(Exercise directions) Report every line of the material below that contains the word "catcher", with case counting.

== Data to process ==

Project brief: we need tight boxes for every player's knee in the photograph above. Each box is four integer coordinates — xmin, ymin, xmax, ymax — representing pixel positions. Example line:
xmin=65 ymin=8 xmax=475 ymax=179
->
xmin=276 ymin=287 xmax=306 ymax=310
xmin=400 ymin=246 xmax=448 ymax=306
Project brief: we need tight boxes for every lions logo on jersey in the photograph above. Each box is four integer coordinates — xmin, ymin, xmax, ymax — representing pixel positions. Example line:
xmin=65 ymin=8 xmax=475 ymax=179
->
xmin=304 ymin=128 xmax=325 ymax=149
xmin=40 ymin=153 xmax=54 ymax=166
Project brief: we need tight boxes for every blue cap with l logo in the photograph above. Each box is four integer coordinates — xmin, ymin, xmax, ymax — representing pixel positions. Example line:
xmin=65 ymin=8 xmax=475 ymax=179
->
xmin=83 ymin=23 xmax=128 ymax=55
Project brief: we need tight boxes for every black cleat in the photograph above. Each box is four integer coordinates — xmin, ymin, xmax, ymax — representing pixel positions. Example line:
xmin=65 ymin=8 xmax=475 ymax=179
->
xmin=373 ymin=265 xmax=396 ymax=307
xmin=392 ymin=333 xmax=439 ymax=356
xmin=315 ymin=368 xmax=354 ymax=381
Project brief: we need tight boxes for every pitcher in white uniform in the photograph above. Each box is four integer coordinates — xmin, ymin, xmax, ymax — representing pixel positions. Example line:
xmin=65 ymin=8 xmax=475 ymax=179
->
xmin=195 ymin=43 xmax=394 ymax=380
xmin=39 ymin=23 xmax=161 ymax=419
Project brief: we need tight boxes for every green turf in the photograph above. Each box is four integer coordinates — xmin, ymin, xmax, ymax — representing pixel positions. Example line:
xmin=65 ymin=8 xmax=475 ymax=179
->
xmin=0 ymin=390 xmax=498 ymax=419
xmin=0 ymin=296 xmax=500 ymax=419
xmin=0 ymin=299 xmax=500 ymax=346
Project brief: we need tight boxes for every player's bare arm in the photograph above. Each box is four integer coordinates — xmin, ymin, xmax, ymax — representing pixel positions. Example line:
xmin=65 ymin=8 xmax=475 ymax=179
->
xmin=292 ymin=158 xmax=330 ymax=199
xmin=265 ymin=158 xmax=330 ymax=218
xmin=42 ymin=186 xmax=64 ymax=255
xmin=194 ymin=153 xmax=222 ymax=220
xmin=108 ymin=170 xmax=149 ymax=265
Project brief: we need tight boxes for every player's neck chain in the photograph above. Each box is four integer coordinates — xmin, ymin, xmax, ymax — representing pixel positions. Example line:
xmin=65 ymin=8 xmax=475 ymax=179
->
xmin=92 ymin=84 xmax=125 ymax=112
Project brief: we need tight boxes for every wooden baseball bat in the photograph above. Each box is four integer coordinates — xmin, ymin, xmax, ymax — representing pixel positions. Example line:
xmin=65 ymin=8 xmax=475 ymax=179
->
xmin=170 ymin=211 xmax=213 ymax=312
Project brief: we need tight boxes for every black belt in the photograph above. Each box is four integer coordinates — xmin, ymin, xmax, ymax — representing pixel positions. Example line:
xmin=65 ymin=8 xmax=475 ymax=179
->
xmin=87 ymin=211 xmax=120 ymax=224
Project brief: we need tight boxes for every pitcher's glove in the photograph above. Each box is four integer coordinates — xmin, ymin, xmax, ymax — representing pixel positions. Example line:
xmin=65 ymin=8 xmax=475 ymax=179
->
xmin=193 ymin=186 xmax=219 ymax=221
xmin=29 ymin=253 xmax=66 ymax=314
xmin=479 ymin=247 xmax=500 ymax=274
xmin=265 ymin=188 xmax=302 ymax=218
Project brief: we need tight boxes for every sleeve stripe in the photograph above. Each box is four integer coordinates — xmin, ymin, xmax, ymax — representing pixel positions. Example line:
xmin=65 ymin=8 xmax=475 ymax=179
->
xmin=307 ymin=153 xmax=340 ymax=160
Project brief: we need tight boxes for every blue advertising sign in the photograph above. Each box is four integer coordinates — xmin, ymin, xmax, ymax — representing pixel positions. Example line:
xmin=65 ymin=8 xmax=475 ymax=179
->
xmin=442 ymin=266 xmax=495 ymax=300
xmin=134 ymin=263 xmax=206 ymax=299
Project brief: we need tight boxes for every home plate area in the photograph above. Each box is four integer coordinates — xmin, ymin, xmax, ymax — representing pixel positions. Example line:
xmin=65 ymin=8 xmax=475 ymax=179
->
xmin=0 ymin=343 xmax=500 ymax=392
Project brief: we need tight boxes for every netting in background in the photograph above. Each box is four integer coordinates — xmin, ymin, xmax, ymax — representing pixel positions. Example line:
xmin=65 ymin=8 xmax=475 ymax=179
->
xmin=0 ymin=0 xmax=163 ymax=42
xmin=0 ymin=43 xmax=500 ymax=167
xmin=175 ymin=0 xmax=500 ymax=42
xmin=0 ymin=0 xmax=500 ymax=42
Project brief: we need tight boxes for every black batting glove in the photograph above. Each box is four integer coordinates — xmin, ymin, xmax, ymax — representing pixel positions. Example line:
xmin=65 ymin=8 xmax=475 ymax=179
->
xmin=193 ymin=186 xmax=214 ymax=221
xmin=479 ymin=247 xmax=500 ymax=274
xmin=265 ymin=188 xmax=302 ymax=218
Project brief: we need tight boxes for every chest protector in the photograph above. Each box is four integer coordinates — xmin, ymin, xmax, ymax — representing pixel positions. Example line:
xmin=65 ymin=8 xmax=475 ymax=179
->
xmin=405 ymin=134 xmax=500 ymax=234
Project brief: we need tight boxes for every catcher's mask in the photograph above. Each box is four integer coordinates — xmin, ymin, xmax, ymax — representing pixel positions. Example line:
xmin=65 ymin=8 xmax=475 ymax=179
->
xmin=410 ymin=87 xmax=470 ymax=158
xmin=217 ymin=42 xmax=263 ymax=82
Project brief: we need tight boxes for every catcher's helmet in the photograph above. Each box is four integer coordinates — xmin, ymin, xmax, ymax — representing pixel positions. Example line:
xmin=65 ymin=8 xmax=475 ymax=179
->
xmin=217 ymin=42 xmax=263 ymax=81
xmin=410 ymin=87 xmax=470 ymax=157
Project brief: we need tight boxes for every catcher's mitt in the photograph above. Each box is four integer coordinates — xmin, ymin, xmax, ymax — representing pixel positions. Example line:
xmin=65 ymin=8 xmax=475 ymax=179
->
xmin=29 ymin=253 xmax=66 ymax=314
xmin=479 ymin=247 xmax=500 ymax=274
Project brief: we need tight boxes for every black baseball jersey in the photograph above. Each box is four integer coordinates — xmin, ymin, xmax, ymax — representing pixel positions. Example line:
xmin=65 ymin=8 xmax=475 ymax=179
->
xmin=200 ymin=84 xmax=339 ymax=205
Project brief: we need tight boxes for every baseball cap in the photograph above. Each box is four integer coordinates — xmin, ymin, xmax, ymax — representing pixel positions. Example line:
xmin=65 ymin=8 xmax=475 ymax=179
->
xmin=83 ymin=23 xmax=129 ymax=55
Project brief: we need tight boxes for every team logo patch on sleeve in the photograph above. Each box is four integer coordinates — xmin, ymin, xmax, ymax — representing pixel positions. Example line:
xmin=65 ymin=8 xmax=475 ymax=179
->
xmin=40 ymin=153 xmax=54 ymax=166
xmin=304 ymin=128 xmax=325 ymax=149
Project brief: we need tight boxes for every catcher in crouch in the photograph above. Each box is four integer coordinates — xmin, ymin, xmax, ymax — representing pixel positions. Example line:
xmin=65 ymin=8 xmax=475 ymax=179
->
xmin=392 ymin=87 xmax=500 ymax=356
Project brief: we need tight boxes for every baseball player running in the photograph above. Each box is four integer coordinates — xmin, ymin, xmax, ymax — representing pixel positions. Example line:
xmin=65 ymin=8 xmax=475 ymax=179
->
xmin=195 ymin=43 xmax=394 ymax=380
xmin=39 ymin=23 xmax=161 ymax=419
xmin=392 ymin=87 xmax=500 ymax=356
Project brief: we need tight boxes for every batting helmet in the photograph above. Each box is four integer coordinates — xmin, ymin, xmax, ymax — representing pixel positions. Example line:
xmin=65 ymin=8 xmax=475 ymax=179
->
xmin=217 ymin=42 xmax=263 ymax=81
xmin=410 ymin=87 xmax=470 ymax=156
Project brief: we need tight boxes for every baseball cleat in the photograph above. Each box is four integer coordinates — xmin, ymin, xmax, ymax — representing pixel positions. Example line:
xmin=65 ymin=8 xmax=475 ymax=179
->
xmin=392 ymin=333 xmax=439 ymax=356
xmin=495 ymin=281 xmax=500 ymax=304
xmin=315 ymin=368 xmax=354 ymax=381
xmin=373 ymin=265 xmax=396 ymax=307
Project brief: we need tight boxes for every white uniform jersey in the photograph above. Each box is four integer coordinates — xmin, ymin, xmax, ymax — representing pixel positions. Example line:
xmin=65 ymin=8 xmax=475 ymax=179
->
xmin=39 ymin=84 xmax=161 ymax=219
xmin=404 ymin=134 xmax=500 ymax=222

===

(Answer for the task)
Project brief: we need tight boxes for every catcher's mask in the photograph above. Each box is four integer coordinates — xmin, ymin, xmax, ymax — representing pixel positions. Example line:
Project brief: we need tight boxes for every catcher's helmet in the photograph above. Each box is four integer coordinates — xmin, ymin, xmax, ymax — representing pixel positions. Example line:
Project brief: we need tight boxes for every catcher's mitt in the photograph above. Each box is four integer coordinates — xmin, ymin, xmax, ymax — representing pixel positions. Example line:
Project brief: we need tight boxes for every catcher in crouch in the photograph above. Each box is four integer coordinates — xmin, ymin, xmax, ymax — representing pixel positions. Example line:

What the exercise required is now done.